WRITTEN REQUEST 1:
Reproduce the passage about Facebook's ban on Craig Kelly in full, word for word.

** START SELECTED PASSAGE **

Just two weeks after receiving a request from the shadow minister for health and ageing, Mark Butler, to take ‘appropriate action to protect public health’ in relation to Craig Kelly’s ‘harmful content’, Facebook banned Craig Kelly from its platform for seven days.
Whether Facebook was following the demands of the Labor party to silence an effective and popular political opponent cannot possibly be known.
But what is known is that 2021 is likely to be a federal election year and Facebook’s silencing of an elected member of parliament for his opinion on an important public policy matter could be labelled by a cynical observer as election meddling.
It is unlikely, for example, that Facebook would ever censor or de-platform a Greens politician for spreading disputed information about climate science, such as the claim that the world will become uninhabitable within twelve years without substantial reductions to emissions.
Craig Kelly is just the latest in a long line of conservatives to be de-platformed, with former President Trump the most prominent. Within just days of the political assembly of 6 January, Trump’s digital identity was erased when his social media accounts across Twitter, Facebook, Instagram, Snapchat, TikTok and YouTube were all suspended in what could only be described as an act of big corporate collusion doing the bidding of the Left.
Given the high-profile nature of politicians such as Kelly and Trump, what social media censorship means for freedom of speech in Australia has been lost to discussion about the personalities involved.
Traditionally, the debate about freedom of speech has been confined to the public sphere and to actions of government and so has tended to focus on legal impediments to free speech. Prominent examples in Australia include Section 18C of the Racial Discrimination Act 1975 and the restrictive nature of defamation laws.
It has typically been accepted, particularly by those on the right, that while censorship and de-platforming by private enterprise might be undesirable, it is categorically different to censorship by government.
Those who are aggrieved by their treatment by social media companies should seek alternative platforms or build their own, whereas one cannot simply build their own government and legal system to escape government censorship.

** END SELECTED PASSAGE **

WRITTEN REQUEST 2:
Gather every line of the records below that contains the word "tree".

** START STORED ROWS **

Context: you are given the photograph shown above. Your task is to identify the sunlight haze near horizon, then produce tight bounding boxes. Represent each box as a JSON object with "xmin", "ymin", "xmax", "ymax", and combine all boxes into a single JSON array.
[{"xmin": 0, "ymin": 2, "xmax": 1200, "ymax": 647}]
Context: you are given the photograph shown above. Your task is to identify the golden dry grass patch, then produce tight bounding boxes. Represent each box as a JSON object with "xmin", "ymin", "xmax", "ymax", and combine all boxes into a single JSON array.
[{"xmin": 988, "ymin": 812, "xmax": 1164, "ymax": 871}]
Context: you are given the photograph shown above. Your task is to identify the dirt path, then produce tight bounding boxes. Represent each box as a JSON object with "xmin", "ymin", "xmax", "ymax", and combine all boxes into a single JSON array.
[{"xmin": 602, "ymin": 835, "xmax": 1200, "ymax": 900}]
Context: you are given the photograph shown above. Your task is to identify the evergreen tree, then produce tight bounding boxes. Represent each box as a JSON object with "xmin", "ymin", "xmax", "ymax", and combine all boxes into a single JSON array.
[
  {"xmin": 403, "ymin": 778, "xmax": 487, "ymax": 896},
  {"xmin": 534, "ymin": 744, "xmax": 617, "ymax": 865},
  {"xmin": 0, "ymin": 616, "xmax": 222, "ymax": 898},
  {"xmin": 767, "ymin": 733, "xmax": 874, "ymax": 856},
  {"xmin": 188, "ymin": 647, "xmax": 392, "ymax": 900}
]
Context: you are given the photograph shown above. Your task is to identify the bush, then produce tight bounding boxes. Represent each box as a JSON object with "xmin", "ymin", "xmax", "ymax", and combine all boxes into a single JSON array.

** END STORED ROWS **

TASK RESPONSE 1:
Just two weeks after receiving a request from the shadow minister for health and ageing, Mark Butler, to take ‘appropriate action to protect public health’ in relation to Craig Kelly’s ‘harmful content’, Facebook banned Craig Kelly from its platform for seven days.
Whether Facebook was following the demands of the Labor party to silence an effective and popular political opponent cannot possibly be known.
But what is known is that 2021 is likely to be a federal election year and Facebook’s silencing of an elected member of parliament for his opinion on an important public policy matter could be labelled by a cynical observer as election meddling.
It is unlikely, for example, that Facebook would ever censor or de-platform a Greens politician for spreading disputed information about climate science, such as the claim that the world will become uninhabitable within twelve years without substantial reductions to emissions.
Craig Kelly is just the latest in a long line of conservatives to be de-platformed, with former President Trump the most prominent. Within just days of the political assembly of 6 January, Trump’s digital identity was erased when his social media accounts across Twitter, Facebook, Instagram, Snapchat, TikTok and YouTube were all suspended in what could only be described as an act of big corporate collusion doing the bidding of the Left.
Given the high-profile nature of politicians such as Kelly and Trump, what social media censorship means for freedom of speech in Australia has been lost to discussion about the personalities involved.
Traditionally, the debate about freedom of speech has been confined to the public sphere and to actions of government and so has tended to focus on legal impediments to free speech. Prominent examples in Australia include Section 18C of the Racial Discrimination Act 1975 and the restrictive nature of defamation laws.
It has typically been accepted, particularly by those on the right, that while censorship and de-platforming by private enterprise might be undesirable, it is categorically different to censorship by government.
Those who are aggrieved by their treatment by social media companies should seek alternative platforms or build their own, whereas one cannot simply build their own government and legal system to escape government censorship.

TASK RESPONSE 2:
Context: you are given the photograph shown above. Your task is to identify the evergreen tree, then produce tight bounding boxes. Represent each box as a JSON object with "xmin", "ymin", "xmax", "ymax", and combine all boxes into a single JSON array.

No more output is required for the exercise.